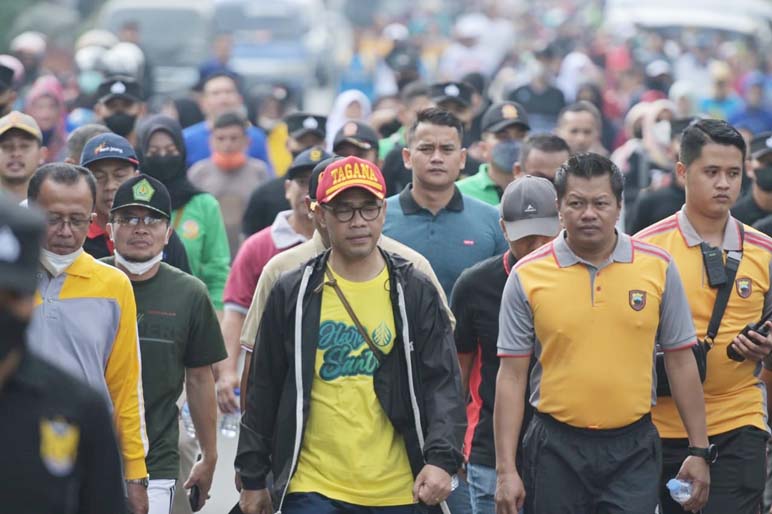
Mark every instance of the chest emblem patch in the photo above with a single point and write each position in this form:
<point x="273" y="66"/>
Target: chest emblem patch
<point x="637" y="299"/>
<point x="744" y="287"/>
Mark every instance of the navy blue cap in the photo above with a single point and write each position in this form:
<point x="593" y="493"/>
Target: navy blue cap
<point x="108" y="146"/>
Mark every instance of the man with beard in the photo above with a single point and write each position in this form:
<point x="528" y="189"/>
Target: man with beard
<point x="120" y="104"/>
<point x="21" y="152"/>
<point x="178" y="334"/>
<point x="63" y="457"/>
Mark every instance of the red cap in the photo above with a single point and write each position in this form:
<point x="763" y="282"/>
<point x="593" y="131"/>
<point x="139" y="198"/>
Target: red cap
<point x="347" y="173"/>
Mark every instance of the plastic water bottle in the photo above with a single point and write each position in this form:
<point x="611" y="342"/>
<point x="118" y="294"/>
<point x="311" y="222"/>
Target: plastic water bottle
<point x="187" y="420"/>
<point x="230" y="422"/>
<point x="680" y="490"/>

•••

TO DO:
Rewrite the data from the line with "Mark every instance of the plastic" through the end, swapping "plastic water bottle" for "glass water bottle" and leaving everything else untouched.

WRITTEN ANSWER:
Mark every instance of the glass water bottle in the photo above with a single point and write each position in this form:
<point x="611" y="342"/>
<point x="118" y="294"/>
<point x="311" y="222"/>
Target: glass water bottle
<point x="187" y="420"/>
<point x="230" y="422"/>
<point x="680" y="490"/>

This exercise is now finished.